A series of records
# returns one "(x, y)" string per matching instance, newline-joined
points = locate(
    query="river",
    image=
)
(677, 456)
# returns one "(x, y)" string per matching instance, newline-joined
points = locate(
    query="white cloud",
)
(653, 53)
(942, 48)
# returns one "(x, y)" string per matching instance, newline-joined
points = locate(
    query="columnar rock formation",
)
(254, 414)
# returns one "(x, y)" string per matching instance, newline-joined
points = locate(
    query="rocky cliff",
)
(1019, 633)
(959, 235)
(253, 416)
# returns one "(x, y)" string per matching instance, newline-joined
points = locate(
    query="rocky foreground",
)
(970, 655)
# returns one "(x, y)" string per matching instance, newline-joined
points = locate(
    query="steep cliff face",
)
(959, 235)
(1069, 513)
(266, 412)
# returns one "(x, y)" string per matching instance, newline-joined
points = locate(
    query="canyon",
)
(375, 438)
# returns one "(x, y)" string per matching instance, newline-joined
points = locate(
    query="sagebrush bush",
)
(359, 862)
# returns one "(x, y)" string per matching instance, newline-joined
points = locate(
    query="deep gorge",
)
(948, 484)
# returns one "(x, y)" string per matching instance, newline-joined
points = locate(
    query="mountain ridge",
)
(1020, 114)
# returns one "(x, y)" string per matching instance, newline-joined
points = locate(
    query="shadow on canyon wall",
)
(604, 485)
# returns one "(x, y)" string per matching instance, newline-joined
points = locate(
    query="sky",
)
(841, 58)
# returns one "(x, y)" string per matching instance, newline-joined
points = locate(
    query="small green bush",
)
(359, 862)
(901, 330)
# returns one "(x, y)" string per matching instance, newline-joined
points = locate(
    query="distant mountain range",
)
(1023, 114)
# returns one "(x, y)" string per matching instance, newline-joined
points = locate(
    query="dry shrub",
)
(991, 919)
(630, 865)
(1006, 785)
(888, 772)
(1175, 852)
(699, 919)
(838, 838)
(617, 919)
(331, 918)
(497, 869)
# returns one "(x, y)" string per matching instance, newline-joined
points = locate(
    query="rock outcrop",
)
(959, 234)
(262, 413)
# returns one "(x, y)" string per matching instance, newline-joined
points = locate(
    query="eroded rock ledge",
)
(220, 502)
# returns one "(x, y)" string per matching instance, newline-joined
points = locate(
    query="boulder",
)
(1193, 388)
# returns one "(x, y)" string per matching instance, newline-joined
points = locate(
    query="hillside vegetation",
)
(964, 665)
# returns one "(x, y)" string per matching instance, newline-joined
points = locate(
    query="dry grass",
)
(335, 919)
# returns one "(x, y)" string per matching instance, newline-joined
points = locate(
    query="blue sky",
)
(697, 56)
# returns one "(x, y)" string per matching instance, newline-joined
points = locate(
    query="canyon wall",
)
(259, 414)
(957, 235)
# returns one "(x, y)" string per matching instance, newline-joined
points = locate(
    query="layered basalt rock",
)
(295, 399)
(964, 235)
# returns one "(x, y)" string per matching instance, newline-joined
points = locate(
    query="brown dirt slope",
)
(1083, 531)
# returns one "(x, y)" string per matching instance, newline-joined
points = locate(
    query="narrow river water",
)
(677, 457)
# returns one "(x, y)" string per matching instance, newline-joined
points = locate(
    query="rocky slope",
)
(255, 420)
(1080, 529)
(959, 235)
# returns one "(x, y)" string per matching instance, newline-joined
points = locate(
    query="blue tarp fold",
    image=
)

» **Objective**
From the entries above, pick out every line that contains the word "cliff".

» **Exercise answer**
    query="rocky cliff",
    query="steep cliff face",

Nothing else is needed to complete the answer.